SUPPLIED DATA
-*-

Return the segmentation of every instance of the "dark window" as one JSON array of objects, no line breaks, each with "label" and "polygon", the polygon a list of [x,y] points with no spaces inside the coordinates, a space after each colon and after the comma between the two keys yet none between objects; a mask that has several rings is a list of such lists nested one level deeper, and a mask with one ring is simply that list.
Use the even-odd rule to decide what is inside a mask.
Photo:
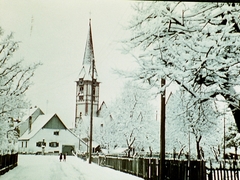
[{"label": "dark window", "polygon": [[58,136],[59,135],[59,131],[54,131],[53,134]]},{"label": "dark window", "polygon": [[42,141],[38,141],[38,142],[36,143],[36,146],[37,146],[37,147],[46,146],[46,143],[45,143],[45,142],[42,142]]},{"label": "dark window", "polygon": [[50,142],[49,143],[49,147],[58,147],[59,146],[59,143],[57,142]]},{"label": "dark window", "polygon": [[83,101],[83,96],[79,96],[79,101]]}]

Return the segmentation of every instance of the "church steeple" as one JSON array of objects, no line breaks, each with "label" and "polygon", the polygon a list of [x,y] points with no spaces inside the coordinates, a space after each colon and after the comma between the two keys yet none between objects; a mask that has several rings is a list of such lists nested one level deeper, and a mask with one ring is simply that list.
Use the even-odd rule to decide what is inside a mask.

-*-

WHAT THE TASK ASKS
Give the entries again word for word, but skip the pictures.

PROBLEM SOLUTION
Return the segmentation of every instance of the "dark window" as one JSON array of objects, no line breaks, each with "label" and "polygon", the polygon a list of [x,y] points with no spaces inside the coordinates, a space after each colon and after the comma between the two keys yet none between objects; a mask that has several rings is a list of such lists nested one level deeper, and a mask with one ring is simply that list.
Use the even-odd rule to decide what is inside a mask.
Photo:
[{"label": "dark window", "polygon": [[58,136],[59,135],[59,131],[54,131],[53,134]]},{"label": "dark window", "polygon": [[42,141],[38,141],[38,142],[36,143],[36,146],[37,146],[37,147],[46,146],[46,143],[45,143],[45,142],[42,142]]},{"label": "dark window", "polygon": [[50,142],[49,143],[49,147],[58,147],[59,146],[59,143],[57,142]]},{"label": "dark window", "polygon": [[83,101],[83,96],[79,96],[79,101]]}]

Return the segmentation of every instance of the "church steeple" as one JSON array of objects, no line breaks, each with "label" and "polygon", the polygon a list of [x,y] points with no spaces inside the coordinates, a space after each colon and after the comma between the two keys yet none between objects; a mask that has several rings is a list of such lists nested one level deeper, and a mask with one ring is simply that list.
Use the even-odd rule to decide what is inside a mask.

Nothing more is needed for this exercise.